── PASSAGE ──
At 12:36 AM 8/16/2012, Eric Walker wrote:

Le Aug 15, 2012 à 11:15 PM, "MarkI-ZeroPoint" <[email protected]> a écrit :

> MuKubre's body language was not good; I think it reveals some level of reservations about being there.
> -mark

Understood. He may have had reservations about endorsing what he saw, because there might have been some error in the measurements, for example. But knowing what I know now of the history of the Papp engine and of the later developments, I would have been nervous simply being up there at all, regardless of anything I thought I saw in a demo.

Okay, I finally found and watched the McKubre comments. Fairly typical for McKubre. I don't see the body language "message" Mark is mentioning. McKubre knows that the Papp engine is "impossible." He says so. He also knows that sometimes what we think of as impossible is real.

His experience with cold fusion, where "impossible" was the main reason for rejection in 1989-1990, and where he was one of the independent replicators who supposedly don't exist (having been retained by the Electric Power Research Institute to investigate), has led him to be, perhaps, more credulous than your average energy expert.

He's clearly relying on representations, and Rohner was reading an email from McKubre saying things that McKubre explicitly said in the email, he didn't want revealed publicly. I've seen other such communications from researchers. They respond to an inventor assuming that the inventor is telling them the truth, and has actually seen what is being reported. It's like an attorney with a client: the attorney, in advising the client, will assume that the client is telling them the truth. That is not a testimony that the client is telling the truth!
───
▶ EXERCISE TASK: Name each different year mentioned in the email thread. Rely solely on the email thread for these answers.
── DATA SHOWN ──
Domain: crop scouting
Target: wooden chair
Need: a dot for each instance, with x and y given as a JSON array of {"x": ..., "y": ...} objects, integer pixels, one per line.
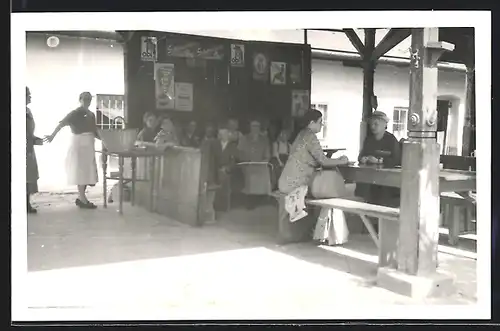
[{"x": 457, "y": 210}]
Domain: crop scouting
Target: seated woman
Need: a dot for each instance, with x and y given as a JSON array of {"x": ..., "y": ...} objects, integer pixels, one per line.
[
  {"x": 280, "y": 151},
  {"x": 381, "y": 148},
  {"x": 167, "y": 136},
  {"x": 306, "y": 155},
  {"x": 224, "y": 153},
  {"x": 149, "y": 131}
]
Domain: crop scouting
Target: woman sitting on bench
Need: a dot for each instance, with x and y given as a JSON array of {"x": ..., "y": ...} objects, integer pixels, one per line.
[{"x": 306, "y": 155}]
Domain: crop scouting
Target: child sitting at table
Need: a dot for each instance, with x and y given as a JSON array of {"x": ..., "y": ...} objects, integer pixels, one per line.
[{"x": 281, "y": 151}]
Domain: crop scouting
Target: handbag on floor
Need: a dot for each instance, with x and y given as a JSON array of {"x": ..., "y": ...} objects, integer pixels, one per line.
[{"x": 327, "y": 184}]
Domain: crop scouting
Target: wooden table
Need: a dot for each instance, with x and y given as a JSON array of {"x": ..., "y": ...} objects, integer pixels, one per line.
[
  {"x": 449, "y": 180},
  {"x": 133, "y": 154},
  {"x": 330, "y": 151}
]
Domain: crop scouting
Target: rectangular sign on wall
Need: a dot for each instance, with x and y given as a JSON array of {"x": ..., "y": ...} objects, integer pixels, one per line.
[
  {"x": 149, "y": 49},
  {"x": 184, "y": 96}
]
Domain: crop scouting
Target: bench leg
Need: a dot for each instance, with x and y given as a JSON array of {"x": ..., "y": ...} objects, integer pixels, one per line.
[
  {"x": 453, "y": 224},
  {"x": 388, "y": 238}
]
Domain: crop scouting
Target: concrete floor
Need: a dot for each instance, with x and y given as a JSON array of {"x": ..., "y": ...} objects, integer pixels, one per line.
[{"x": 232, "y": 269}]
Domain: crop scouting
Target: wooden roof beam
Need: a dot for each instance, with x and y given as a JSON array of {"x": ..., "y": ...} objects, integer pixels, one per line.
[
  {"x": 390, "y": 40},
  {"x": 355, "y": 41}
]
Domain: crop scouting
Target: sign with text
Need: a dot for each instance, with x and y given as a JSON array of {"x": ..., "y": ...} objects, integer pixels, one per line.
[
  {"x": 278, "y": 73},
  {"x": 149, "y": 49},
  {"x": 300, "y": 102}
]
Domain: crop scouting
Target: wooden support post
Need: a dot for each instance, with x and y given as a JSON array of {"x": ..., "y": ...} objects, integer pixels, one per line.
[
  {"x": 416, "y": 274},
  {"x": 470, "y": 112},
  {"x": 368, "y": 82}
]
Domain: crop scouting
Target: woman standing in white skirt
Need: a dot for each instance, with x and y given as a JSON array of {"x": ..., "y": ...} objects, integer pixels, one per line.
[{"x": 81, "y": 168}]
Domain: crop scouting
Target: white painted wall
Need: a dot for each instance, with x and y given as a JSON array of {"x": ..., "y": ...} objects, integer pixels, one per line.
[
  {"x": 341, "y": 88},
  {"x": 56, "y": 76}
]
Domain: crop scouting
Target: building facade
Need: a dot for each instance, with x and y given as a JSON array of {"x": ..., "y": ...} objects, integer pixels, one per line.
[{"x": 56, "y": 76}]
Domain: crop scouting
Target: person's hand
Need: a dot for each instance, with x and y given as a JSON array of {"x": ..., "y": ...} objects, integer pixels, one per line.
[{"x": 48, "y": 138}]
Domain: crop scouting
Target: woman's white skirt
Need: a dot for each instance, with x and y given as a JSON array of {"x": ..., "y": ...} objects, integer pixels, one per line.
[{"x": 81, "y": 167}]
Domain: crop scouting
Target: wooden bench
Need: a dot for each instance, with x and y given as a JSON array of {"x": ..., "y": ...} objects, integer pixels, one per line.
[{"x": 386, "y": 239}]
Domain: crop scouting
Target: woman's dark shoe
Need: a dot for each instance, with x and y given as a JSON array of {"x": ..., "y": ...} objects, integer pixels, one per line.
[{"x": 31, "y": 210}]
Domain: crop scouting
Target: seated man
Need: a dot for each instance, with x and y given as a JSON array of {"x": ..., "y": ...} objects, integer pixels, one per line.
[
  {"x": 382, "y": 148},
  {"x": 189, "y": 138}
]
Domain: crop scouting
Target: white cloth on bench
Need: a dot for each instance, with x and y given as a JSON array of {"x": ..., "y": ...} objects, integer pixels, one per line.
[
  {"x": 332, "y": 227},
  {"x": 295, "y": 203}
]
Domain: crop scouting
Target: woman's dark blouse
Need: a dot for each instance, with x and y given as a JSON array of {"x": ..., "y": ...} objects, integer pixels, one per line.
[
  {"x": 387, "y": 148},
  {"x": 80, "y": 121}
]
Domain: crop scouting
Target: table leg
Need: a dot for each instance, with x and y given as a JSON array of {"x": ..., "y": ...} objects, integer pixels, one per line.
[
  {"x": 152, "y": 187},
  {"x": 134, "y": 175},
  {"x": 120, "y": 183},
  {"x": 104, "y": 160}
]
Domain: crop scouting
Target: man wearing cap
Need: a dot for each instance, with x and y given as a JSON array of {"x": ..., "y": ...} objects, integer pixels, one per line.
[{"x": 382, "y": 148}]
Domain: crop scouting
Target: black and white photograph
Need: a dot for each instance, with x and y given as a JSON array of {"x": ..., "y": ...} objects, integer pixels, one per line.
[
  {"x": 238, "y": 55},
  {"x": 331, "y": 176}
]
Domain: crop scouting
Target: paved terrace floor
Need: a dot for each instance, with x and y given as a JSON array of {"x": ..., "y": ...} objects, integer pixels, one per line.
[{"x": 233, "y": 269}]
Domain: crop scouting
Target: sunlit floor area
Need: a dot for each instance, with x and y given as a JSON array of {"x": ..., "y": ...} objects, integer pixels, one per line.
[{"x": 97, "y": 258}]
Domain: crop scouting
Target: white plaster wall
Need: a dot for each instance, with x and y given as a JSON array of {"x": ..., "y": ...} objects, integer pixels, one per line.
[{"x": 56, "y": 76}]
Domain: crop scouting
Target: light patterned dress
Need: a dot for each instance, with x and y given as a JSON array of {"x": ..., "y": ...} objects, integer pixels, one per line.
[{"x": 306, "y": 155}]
───
▶ REPLY TO THE TASK: 2012, 1989, 1990